The most revolutionary aspect of modern electric vehicles, from a driver’s perspective, is almost certainly single-pedal speed control. This intuitive feature is shared by the BMW i3
and Tesla’s new 70D
, and made possible by the intrinsic flexibility of the EV’s traction motor.
Single-pedal speed control is simply the control of both acceleration and deceleration with a single pedal. Traditionally this has been done with two pedals, as the slowing system (hydraulic friction brakes) was always completely separate from the motive system (the internal combustion engine). When electrics first starting appearing (and magnetic forces in the motor could be used to slow the car as well as drive it), EV manufacturers continued to use two separate pedals for go and slow, so that driving an EV would be the same as driving a conventional car. The emphasis was recovering energy more than exploiting a better way to control the speed of the car.
With this traditional system, as the EV driver depresses the brake pedal, first magnetic braking is engaged, and as the pedal is pushed harder, the friction brakes also come into play. The goal is for this to happen seamlessly and smoothly, but the complex control system for meshing hydraulic and electronic braking systems has often presented uneven results. Further, because the driver has to use the conventional brake pedal to engage the magnetic brakes, the friction brakes invariably get used more often, resulting in a less efficient EV.
The electric motor as a braking force
In virtually all street EVs today, the electric motor is directly connected to the drive wheels via a single-speed transmission—and no clutch. When the motor turns, the wheels turn. When the car is rolling, the motor is turning. When the EV is “coasting,” the motor is turning (albeit without using electricity), and acting like a flywheel. Make the motor speed up—the car speeds up. And if you decrease the motor speed, the car slows. A single pedal can control the motor speed—up or down, so it makes no sense to control the motor with two different pedals. With single-pedal speed control, the emphasis has shifted to using the braking power of the motor to enhance the driving experience.
It’s technically a straightforward matter to design a single pedal to control the car’s speed, either up or down or constant—it’s just a matter of writing the software that determines the path, frequency, and strength of electricity into and out of the motor, which in turn controls the magnetic fields in the motor, making it go faster or slower. To be sure, writing that software requires some real talent, but that’s the direction of automotive engineering.
The basic principle involved is the same as with your ordinary refrigerator magnet. As you bring the magnet closer to the refrigerator, the magnet pulls (accelerates) your hand toward the metal door. The closer you get, the more powerful the magnetic field, the stronger the force. When you try to pull the magnet off, it resists (magnetic braking). If you do the same experiment with two magnets brought together, the forces are much greater—opposite poles (north and south) attract, and like poles repel.

▶ [Records shown]
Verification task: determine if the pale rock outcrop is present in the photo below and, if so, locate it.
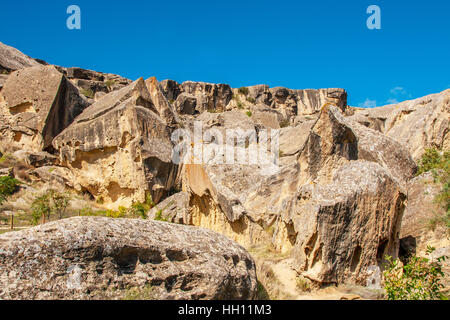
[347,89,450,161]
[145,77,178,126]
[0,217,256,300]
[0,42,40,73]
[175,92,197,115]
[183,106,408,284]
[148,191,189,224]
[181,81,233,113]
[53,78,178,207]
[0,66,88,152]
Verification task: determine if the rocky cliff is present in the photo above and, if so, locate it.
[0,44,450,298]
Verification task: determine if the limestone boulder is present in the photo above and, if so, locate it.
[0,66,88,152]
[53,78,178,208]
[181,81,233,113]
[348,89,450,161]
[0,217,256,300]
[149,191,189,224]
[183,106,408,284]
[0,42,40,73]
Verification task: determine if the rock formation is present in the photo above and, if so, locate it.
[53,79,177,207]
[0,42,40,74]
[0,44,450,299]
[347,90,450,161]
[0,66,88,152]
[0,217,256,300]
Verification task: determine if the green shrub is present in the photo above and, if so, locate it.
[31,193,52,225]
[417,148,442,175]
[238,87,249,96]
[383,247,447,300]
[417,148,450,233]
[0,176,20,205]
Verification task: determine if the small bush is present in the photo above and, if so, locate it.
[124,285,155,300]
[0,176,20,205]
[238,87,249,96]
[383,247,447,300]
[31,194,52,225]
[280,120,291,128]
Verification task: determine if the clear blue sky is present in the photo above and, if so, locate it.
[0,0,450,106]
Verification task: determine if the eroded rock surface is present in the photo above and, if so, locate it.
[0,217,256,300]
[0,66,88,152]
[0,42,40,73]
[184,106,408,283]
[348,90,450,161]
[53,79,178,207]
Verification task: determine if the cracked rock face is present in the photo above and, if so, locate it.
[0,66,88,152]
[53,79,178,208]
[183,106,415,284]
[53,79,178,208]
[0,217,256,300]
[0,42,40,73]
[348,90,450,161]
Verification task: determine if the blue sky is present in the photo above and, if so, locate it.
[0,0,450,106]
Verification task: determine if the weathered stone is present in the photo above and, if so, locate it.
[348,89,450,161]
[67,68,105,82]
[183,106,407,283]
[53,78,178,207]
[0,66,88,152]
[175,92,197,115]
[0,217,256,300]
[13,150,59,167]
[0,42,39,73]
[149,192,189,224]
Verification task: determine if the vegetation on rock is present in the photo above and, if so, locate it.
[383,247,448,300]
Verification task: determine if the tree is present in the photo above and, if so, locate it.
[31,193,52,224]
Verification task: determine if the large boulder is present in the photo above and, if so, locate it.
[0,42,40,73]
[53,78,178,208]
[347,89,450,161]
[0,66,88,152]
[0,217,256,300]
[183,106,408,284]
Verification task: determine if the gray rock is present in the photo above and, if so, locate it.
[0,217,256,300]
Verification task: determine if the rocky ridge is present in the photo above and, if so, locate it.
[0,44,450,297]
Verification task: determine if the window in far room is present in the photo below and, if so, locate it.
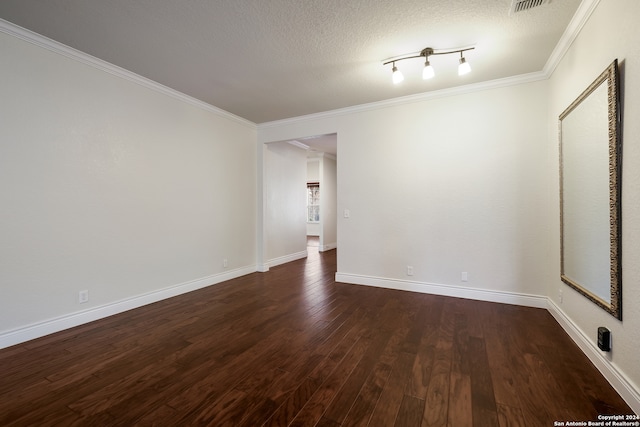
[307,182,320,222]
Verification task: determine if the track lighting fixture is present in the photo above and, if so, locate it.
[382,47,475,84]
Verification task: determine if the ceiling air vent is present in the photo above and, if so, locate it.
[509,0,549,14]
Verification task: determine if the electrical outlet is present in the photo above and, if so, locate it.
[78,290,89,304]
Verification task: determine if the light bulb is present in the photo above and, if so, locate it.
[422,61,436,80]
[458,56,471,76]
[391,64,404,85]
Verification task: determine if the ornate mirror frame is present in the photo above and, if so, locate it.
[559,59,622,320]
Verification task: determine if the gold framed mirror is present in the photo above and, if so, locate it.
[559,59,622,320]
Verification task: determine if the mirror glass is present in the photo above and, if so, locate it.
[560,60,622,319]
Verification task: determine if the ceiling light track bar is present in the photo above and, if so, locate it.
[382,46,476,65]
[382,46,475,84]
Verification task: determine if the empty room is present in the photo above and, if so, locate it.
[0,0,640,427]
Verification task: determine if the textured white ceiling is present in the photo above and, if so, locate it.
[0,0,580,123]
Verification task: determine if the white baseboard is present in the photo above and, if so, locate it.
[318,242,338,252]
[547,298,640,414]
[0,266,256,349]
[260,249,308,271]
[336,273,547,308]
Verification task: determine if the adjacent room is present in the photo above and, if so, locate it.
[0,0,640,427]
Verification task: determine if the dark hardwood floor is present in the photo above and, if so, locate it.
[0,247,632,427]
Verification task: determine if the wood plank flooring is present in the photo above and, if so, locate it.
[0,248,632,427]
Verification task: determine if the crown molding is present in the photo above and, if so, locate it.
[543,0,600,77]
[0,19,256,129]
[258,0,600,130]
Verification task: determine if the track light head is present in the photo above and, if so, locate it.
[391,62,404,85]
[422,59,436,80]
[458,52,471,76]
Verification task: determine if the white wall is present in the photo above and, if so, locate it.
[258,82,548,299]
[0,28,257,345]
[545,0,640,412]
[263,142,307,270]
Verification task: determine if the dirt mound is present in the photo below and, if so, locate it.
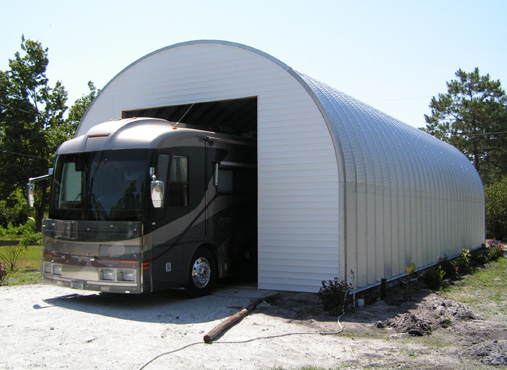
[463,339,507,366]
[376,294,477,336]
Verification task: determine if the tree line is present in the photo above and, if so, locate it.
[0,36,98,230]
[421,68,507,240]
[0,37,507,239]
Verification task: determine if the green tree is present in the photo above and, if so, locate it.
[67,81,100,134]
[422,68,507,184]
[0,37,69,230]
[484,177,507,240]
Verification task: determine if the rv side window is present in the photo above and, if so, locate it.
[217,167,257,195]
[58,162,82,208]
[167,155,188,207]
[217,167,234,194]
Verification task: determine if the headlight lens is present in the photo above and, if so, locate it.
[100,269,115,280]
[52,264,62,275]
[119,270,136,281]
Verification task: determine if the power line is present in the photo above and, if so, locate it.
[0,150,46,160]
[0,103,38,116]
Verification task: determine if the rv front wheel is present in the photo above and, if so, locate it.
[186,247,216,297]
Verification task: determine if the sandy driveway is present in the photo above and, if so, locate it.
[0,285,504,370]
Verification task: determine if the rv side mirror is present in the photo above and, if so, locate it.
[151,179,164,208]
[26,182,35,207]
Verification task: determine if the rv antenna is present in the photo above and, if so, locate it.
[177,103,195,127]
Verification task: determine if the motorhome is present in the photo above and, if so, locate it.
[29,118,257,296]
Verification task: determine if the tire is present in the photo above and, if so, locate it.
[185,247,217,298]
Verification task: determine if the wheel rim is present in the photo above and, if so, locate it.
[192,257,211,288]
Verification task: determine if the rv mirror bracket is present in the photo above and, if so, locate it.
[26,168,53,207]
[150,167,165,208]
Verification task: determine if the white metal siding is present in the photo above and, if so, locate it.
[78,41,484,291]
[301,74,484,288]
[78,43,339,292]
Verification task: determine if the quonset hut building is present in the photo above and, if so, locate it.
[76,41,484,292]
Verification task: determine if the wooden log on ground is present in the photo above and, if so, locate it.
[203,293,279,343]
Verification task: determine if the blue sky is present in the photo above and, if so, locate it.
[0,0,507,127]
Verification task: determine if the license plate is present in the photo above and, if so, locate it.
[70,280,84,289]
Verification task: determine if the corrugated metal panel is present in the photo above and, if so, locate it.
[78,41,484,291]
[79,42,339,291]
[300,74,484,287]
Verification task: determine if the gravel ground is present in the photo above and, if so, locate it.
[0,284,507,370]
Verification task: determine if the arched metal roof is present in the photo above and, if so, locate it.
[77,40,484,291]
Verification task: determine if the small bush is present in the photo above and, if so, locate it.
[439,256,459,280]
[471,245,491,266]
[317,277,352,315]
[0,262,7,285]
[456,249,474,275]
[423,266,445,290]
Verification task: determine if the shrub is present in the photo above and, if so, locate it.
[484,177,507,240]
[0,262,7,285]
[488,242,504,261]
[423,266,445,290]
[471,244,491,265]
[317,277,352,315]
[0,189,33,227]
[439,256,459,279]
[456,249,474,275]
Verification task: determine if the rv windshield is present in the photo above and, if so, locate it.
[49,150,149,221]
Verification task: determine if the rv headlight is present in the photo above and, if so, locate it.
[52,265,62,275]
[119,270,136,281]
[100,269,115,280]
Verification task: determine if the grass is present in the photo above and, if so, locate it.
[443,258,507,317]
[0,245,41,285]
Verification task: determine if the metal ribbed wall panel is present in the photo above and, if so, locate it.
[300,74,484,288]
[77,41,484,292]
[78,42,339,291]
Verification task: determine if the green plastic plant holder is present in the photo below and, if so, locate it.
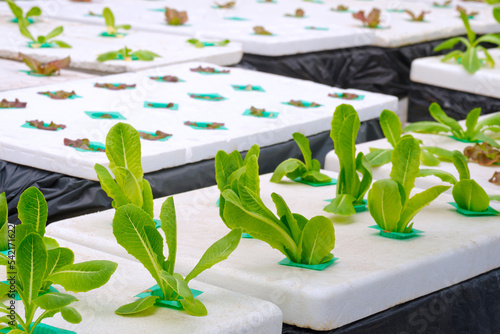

▶ [Problems to work on]
[1] Write out the part of the article on single-pedal speed control that runs from "It’s technically a" up to and including "of automotive engineering.", word for word.
[2] According to the article on single-pedal speed control, how is the electric motor connected to the drive wheels in virtually all street EVs today?
[3] Using the article on single-pedal speed control, explain why the traditional two-pedal setup results in a less efficient EV.
The data has nothing to do with any of this work.

▶ [The solutions]
[1]
It’s technically a straightforward matter to design a single pedal to control the car’s speed, either up or down or constant—it’s just a matter of writing the software that determines the path, frequency, and strength of electricity into and out of the motor, which in turn controls the magnetic fields in the motor, making it go faster or slower. To be sure, writing that software requires some real talent, but that’s the direction of automotive engineering.

[2] It is connected directly to the drive wheels through a single-speed transmission, with no clutch.

[3] The driver has to press the conventional brake pedal to engage the magnetic brakes, so the friction brakes invariably get used more often. That heavier use of friction braking makes the EV less efficient.